Region pointing data:
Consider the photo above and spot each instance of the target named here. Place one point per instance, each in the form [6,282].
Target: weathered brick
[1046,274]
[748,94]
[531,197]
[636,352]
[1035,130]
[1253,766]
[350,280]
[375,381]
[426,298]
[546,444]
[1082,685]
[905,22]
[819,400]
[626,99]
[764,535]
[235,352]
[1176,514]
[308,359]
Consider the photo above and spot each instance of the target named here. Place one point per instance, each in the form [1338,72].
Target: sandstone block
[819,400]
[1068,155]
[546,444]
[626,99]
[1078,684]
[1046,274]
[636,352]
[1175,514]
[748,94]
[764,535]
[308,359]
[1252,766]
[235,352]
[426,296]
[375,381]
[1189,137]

* * *

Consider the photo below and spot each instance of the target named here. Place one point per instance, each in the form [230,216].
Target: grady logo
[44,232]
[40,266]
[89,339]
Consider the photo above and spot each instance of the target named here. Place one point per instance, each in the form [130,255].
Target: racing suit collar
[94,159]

# TASK REQUIREMENTS:
Look through the entries above and list every line containing "instance".

# SOLUTION TO THIS TASK:
Consider the photo above and spot each instance of the target named here. Place one point per instance, each in the form [6,282].
Consider the photo above and spot each instance of the target named here. Place one point per instance, each in the form [1338,72].
Consider the photo below and spot each instance of the target named here. Place one point per instance, each in the form [230,216].
Consider the photo above and spot each instance of the target named here. Place one point per instance, each in the form [130,255].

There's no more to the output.